[Records excerpted from a collection]
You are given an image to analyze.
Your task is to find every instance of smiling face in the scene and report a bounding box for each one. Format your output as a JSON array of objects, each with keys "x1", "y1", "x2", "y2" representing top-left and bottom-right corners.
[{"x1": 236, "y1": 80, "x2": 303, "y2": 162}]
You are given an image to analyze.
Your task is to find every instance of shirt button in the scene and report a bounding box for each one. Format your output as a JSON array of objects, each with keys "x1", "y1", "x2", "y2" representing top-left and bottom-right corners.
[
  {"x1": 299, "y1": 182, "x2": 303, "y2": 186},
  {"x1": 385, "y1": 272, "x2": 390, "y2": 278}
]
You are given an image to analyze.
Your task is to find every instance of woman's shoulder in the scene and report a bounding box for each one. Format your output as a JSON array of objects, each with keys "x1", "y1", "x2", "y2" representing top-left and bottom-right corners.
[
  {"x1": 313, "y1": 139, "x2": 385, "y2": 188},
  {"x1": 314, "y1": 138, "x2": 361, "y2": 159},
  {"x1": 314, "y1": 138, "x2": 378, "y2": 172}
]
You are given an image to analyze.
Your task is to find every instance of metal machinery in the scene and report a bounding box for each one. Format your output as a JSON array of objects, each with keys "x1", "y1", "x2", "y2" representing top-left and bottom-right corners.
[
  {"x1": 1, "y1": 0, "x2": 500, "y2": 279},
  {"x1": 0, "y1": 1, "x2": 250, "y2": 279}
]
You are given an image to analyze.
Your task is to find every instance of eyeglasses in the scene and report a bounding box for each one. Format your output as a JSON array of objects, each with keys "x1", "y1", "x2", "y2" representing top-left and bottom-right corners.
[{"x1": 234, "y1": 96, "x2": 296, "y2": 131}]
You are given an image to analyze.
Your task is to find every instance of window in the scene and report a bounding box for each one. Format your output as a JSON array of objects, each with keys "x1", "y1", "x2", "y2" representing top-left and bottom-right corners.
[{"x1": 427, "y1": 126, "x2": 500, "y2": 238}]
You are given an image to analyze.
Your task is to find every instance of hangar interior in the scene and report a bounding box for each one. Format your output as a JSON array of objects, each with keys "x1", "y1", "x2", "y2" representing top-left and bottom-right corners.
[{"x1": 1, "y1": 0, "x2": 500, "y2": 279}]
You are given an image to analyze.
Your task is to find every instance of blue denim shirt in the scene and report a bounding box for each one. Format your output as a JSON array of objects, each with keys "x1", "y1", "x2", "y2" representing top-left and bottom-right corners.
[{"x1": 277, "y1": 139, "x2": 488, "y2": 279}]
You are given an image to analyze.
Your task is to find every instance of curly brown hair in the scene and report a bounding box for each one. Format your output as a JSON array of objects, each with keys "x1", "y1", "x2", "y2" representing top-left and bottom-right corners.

EXERCISE AIM →
Output each line of the records above exactly.

COMPLETED TASK →
You are given an image to analyze.
Your task is to find every instance of smiling face in the scene and report a bounding box for each one. Format your output as a JSON array of objects, each with keys "x1", "y1", "x2", "y2" representing top-left and bottom-right corners.
[{"x1": 236, "y1": 80, "x2": 303, "y2": 162}]
You are given an image to analyze.
Your task is to find every instance of shirt button in the scene and report a bounding box for each one. Format your output as a JSON array of objects, each with keys "x1", "y1", "x2", "y2" representing top-left and bottom-right corners.
[
  {"x1": 299, "y1": 182, "x2": 303, "y2": 186},
  {"x1": 385, "y1": 272, "x2": 390, "y2": 278}
]
You are given an image to analyze.
Your task is to find every instance of woman's shoulder in the scene and report a bounding box for each one. Format your output as a JSON array of objects, each with keys "x1", "y1", "x2", "y2" representing top-left and bottom-right corners.
[
  {"x1": 313, "y1": 139, "x2": 385, "y2": 188},
  {"x1": 314, "y1": 138, "x2": 361, "y2": 159},
  {"x1": 314, "y1": 138, "x2": 378, "y2": 172}
]
You are given an image to analyze.
Your task is to find every instance of metal machinery in the scene and report a bounding box for each one. Format your output as a JSON array of objects, each with keys "x1", "y1", "x2", "y2" representing top-left and bottom-right corners.
[
  {"x1": 1, "y1": 0, "x2": 500, "y2": 279},
  {"x1": 0, "y1": 1, "x2": 250, "y2": 279}
]
You are given an image to analyze.
Your task is to find every instance of eyeglasses in the scene and report a bounding box for each one. Format your output as a JSON array of objects, each with keys "x1", "y1", "x2", "y2" representing top-left and bottom-right corners.
[{"x1": 234, "y1": 96, "x2": 296, "y2": 131}]
You are given an image to analyze.
Your task is to find every instance of window in the scene and report a bounding box for each one. Format your output as a JSON array of objects, each with keys "x1", "y1", "x2", "y2" representing top-left and bottom-right corners.
[{"x1": 427, "y1": 126, "x2": 500, "y2": 238}]
You are given an image to analyze.
Your task is to find every instance of hangar interior in the scene and report a bounding box for each one. Format your output as a JSON array of objects, each with keys "x1", "y1", "x2", "y2" representing top-left and bottom-right corners.
[{"x1": 1, "y1": 0, "x2": 500, "y2": 279}]
You are given an image to analyze.
Your task is to find every instance of blue denim shirt in the scene and report a bounding box for each one. Format your output as a JSON array of objects, each with keys "x1", "y1", "x2", "y2" representing top-left and bottom-right corners.
[{"x1": 277, "y1": 139, "x2": 488, "y2": 279}]
You are given an image to analyze.
Your task is to find every instance of curly brown hair in the scene and report a bounding box for each one. Format your output as a JSON array of objects, each with keys "x1", "y1", "x2", "y2" representing top-left and bottom-right corners.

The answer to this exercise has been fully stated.